**What you need to do**
1 > Change "infants" to "newborns" in the passage of the child welfare page starting with "State and county child welfare systems place" and going on through "in foster care.", and give that passage back.
2 > According to the child welfare page, about how many children do state and county child welfare systems place each year due to abuse or neglect?
3 > Do these statements agree with the child welfare page? (a) CPS reports rose from a few thousand per year to several million per year between 1965 and 1995. (b) Most child welfare systems offer a broad range of concrete, poverty-related services. (c) About one-third of children placed out of the home are adopted.

**Page**

____

From 1965-1995, CPS reports steadily increased from a few thousand per year to several million per year; currently state and county child welfare systems receive reports on more than 6 million children per year, and open cases on approximately 2 million (overwhelmingly poor) families annually. The U.S. child welfare system continues to be shaped by its early development:

 

  • State and federal legislation was designed to be a response to severe child physical abuse; most agency interventions begin as investigative fact finding regarding allegations contained in CPS reports. A large number of child welfare experts continue to view CPS investigations as the essential lynchpin of child safety.

  • CAPTA legislation was passed in denial – or through denial- of the relationship between child abuse and neglect and poverty. Most child welfare systems have a thin array (at best) of concrete, poverty related services.

  • Definitions of child neglect were included in federal law and state laws almost as an afterthought. The main concern of policymakers in the 1960s and 70s was with physical abuse and (later) sexual abuse; and this remains the case in some child welfare systems today.   

 

State and county child welfare systems place about 250,000 children annually due to abuse or neglect (or risk of abuse or neglect). Almost half of children placed out of the home are 0-5, and infants are removed from birth families at double the rate of any other age group, most often due to parental substance abuse and/or mental health conditions, and domestic violence as well in a large percentage of cases in which children are found legally dependent due to abuse or neglect. Approximately half of these children are eventually reunited with one or more birth parents, sometimes within a few days or weeks but often after lengthy stays in kin or non- kin foster care; and almost one- fifth are adopted, usually after 2-3 or more years in foster care.

____

**Data shown**
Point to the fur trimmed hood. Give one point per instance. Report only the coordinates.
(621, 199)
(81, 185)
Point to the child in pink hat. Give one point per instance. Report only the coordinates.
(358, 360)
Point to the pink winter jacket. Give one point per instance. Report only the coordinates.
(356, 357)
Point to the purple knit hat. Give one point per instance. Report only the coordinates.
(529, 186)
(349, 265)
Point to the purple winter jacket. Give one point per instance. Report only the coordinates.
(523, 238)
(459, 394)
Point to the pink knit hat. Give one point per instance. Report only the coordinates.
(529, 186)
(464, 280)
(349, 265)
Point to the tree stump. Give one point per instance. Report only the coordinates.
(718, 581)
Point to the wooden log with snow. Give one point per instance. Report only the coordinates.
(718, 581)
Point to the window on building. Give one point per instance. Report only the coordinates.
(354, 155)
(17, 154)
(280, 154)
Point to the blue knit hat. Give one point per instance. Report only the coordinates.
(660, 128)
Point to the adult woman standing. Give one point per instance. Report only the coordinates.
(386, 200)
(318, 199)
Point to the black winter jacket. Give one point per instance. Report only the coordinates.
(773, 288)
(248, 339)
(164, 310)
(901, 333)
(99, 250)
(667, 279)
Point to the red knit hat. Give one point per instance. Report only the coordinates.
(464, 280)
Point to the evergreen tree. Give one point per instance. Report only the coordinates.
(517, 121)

____

**Expected responses**
1 >
State and county child welfare systems place about 250,000 children annually due to abuse or neglect (or risk of abuse or neglect). Almost half of children placed out of the home are 0-5, and newborns are removed from birth families at double the rate of any other age group, most often due to parental substance abuse and/or mental health conditions, and domestic violence as well in a large percentage of cases in which children are found legally dependent due to abuse or neglect. Approximately half of these children are eventually reunited with one or more birth parents, sometimes within a few days or weeks but often after lengthy stays in kin or non- kin foster care; and almost one- fifth are adopted, usually after 2-3 or more years in foster care.

2 > About 250,000 children.

3 >
(a) Yes: "From 1965-1995, CPS reports steadily increased from a few thousand per year to several million per year"
(b) No: "Most child welfare systems have a thin array (at best) of concrete, poverty related services."
(c) No: "almost one- fifth are adopted"